#### GOAL 1:
According to the interview with the Fair Isaac CEO, about how many people work in the company's Bangalore office?
#### GOAL 2:
Summarize the interview with the Fair Isaac CEO in two sentences.
#### GOAL 3:
Pick up the interview with the Fair Isaac CEO after its final line and carry it forward.

** begin TEXT SECTION **

Right. return to office, not a big dynamic.

William Lansing
CEO, Fair Isaac

I mean, there's one place. Our Bangalore office is about 1,200 people, and there's a culture there that's a lot of training that goes on there. That's one place where we really do have that kind of office culture. I'd say outside of that, we have offices scattered all over the world, but they're lightly used.

James Faucette
Senior Equity Research Analyst, Morgan Stanley

Yeah. Okay. Which then creates some efficiency opportunities and...

William Lansing
CEO, Fair Isaac

For sure.

James Faucette
Senior Equity Research Analyst, Morgan Stanley

Yeah.

William Lansing
CEO, Fair Isaac

We've taken out probably 20% or 30% of our real estate.

James Faucette
Senior Equity Research Analyst, Morgan Stanley

Yeah. Cool. All right. Well, I think we're talking about this last night. In a sense, FICO was doing AI before AI was as hot as it is now. What is, what does AI mean in your context?

William Lansing
CEO, Fair Isaac

You know, just take a step back. FICO has been an analytics company since the 1950s. We've kinda grown up trying to leverage every analytic technique available to make data-driven decisions. That's gone on, you know, 50s up to 70s, 80s, and then we kinda got into software. It used to be more of a consulting analytic assignment, and then we got into software. We've been doing neural nets, we've been doing AI for a long time. I think that the real question is, to what end? You know, what are you gonna use it for? This isn't like a hobby. This isn't a theoretical exercise. You have to have a point of view about what you're using it for.

That's where we have, you know, our deep experience in taking data-driven decisions and getting them into workflows and getting them into that point of contact with the end consumer. That's where it really matters. When it comes to AI, we're very focused on applied AI, applied intelligence. Can you make a decision and then get it into a workflow so that it can be used? Then, a corollary to that is explainable AI. You know, we operate in a pretty heavily regulated sector, financial services, and it's not okay to just make a decision and not know how you got there. It's critical that you can explain to regulators so that you're in compliance with the law, with fair lending laws. It's critical to be able to explain how you got there.

We, you know, we have this notion of ethical AI, explainable AI, and we're very focused on being able to explain how we got to the endpoint.

James Faucette
Senior Equity Research Analyst, Morgan Stanley

Right. Explainable, responsible, ethical. Is there a difference from one jurisdiction to the other that's notable when government versus another?

William Lansing
CEO, Fair Isaac

I wouldn't say so. I mean, I think Europe's a little bit ahead of us on, you know, kind of enumerated rights to the data, ahead of the U.S., I should say, on consumer rights to the data. We, you know, we're focused on all of that.

** end TEXT SECTION **
** begin PROVIDED MATERIAL **

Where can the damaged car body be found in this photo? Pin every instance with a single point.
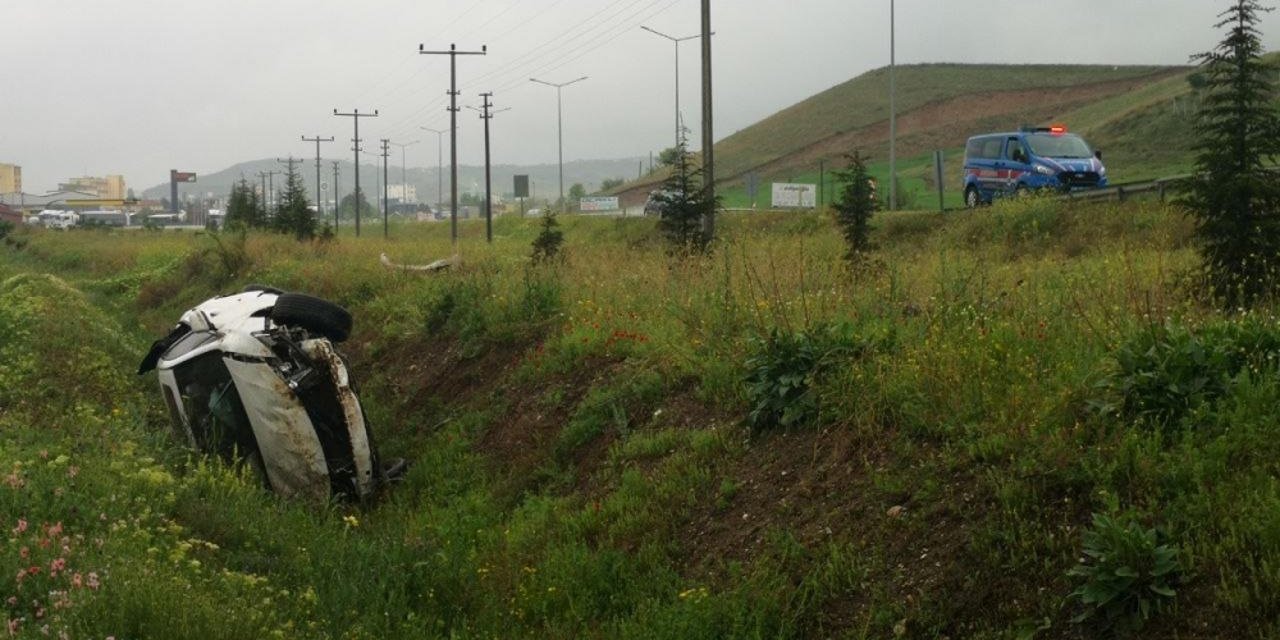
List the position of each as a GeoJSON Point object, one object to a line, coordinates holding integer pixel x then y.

** end PROVIDED MATERIAL **

#### EXPECTED ANSWER 1:
About 1,200 people.

#### EXPECTED ANSWER 2:
Fair Isaac CEO William Lansing says the company's offices around the world are lightly used, apart from its roughly 1,200-person Bangalore office, and that it has taken out probably 20% or 30% of its real estate. He describes FICO as an analytics company since the 1950s that has long done AI, and he says it focuses on applied and explainable AI because it operates in heavily regulated financial services.

#### EXPECTED ANSWER 3:
James Faucette
Senior Equity Research Analyst, Morgan Stanley

Mm-hmm. Good relationship with the regulators 'cause I mean, a lot of the big tech companies have a fraught relationship.

William Lansing
CEO, Fair Isaac

You know, for many, we're not a regulated entity like our customers are. Because the regulators rely on FICO Scores, because they wanna understand how the software works, you know, we've been very focused on what the regulators want for a very long time. Our customers, the banks, have come to view us as a partner in explaining to the regulators why and how things operate, what the risk level is, portfolio by portfolio. Yeah, we have a lot of it. We pay a lot of attention to that.

James Faucette
Senior Equity Research Analyst, Morgan Stanley

Good. All right. What's your crystal ball tell you about the direction of the economy and the state of the consumer in the U.S. and all the other important places?

William Lansing
CEO, Fair Isaac

Well, you know, I guess I would qualify that by saying that we get our data in arrears. I mean, we, you know, we are six weeks behind the credit bureaus. What we're seeing is pretty much what we expected, which is, you know, volume decline, but slowing rate of decline and obviously it varies by, you know, sub-market. Scores volumes are lower than they were a year ago. We made up for some of that with price. I think the consumer is actually pretty strong, and we're seeing, you know, pretty good strength in credit card activity. Auto is stabilizing. Mortgage is down, but that's not a shock to anyone. That was expected.

James Faucette
Senior Equity Research Analyst, Morgan Stanley

How about, like, where some of the fintech innovation has happened over the last cycle? I'm thinking buy now, pay later, right? It went up, it went down, that was some, quote, innovation. Are there things like that out there that you think over time drive more volume-wise?

William Lansing
CEO, Fair Isaac

Yeah, for sure.

James Faucette
Senior Equity Research Analyst, Morgan Stanley

Yeah.

William Lansing
CEO, Fair Isaac

One of the big challenges for us and for everybody in the industry, for all of our customers, is how do we evaluate more people, get more people into the system, score, and then provide credit to people who are otherwise credit invisible? We've spent a huge amount of time trying to score additional populations. We have a lot of innovation around that. We have scores, new scores that are designed to, you know, to capture responsible behavior in populations that aren't normally captured by the credit bureau file.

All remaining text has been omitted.